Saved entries
※

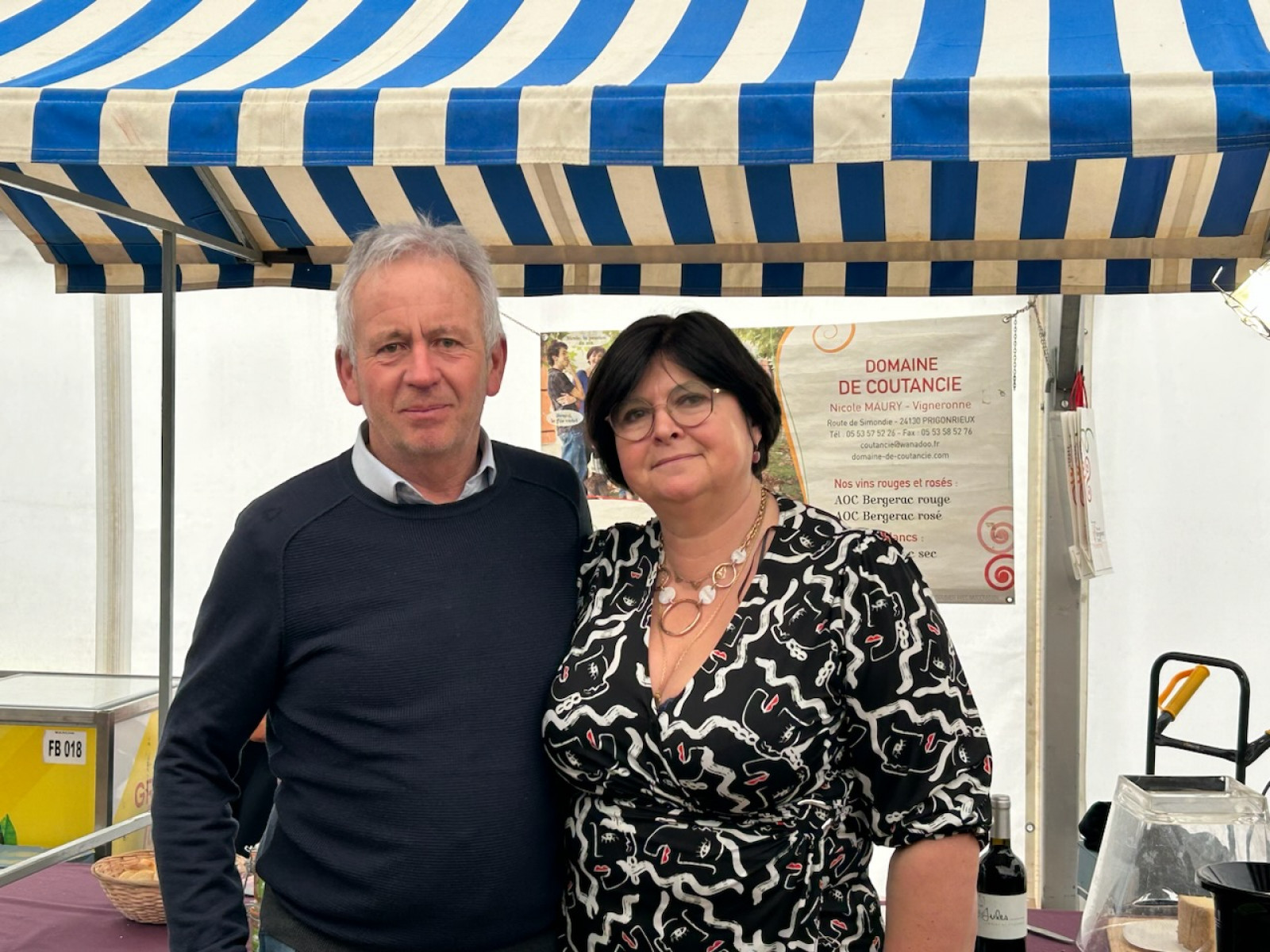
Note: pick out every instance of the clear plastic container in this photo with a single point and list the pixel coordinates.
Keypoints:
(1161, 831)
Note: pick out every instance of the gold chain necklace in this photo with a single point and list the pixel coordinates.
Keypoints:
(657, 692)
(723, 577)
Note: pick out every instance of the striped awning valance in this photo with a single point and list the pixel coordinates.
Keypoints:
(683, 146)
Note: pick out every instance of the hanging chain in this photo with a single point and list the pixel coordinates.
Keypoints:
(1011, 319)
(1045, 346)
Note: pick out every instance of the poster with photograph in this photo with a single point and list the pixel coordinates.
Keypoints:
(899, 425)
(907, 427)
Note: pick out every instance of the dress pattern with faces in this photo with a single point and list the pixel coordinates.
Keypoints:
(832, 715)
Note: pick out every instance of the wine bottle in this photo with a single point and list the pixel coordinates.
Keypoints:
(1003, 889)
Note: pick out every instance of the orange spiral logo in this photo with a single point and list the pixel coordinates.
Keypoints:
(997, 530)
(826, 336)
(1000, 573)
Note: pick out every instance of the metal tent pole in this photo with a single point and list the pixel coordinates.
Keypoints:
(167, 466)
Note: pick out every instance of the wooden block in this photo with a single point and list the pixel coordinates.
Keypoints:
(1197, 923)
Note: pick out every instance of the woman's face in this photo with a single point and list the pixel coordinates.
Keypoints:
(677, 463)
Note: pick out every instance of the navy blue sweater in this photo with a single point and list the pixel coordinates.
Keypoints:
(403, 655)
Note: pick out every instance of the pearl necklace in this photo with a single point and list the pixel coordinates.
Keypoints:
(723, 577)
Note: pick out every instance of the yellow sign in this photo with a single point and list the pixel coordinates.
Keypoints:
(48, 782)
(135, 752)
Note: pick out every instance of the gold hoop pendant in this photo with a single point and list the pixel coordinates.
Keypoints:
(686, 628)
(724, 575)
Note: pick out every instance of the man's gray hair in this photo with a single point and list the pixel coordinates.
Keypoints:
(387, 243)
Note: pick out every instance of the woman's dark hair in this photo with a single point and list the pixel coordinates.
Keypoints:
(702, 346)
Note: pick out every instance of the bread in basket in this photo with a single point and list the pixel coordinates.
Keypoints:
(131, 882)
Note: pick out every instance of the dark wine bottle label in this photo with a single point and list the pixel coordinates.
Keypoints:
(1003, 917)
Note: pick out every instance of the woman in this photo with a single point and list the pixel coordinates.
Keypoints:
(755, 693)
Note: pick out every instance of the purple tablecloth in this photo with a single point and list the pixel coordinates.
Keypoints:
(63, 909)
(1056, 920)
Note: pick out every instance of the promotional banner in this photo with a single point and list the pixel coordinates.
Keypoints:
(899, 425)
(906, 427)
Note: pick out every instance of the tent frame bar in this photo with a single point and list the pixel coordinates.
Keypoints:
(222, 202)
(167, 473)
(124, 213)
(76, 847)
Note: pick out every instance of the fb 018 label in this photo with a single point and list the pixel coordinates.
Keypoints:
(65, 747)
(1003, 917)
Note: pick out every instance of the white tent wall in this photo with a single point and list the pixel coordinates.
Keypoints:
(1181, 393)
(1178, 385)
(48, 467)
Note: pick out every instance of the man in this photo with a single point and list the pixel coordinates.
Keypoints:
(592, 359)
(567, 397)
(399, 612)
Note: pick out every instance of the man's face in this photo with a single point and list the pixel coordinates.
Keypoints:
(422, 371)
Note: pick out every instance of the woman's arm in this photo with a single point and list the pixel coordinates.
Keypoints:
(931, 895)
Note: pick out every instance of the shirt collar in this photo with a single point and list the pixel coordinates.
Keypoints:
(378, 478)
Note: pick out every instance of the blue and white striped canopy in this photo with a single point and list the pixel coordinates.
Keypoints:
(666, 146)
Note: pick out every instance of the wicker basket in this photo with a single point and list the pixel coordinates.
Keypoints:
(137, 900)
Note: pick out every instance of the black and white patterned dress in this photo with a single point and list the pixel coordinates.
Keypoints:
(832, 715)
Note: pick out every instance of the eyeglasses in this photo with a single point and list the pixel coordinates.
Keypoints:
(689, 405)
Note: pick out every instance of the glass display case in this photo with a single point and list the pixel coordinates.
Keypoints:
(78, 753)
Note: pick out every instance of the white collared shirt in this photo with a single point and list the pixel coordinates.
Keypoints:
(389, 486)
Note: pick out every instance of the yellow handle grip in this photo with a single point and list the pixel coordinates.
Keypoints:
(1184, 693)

※

- [Work order] Count every line of the records that includes "shirt", and give that number with no other words.

- [Task solution] 2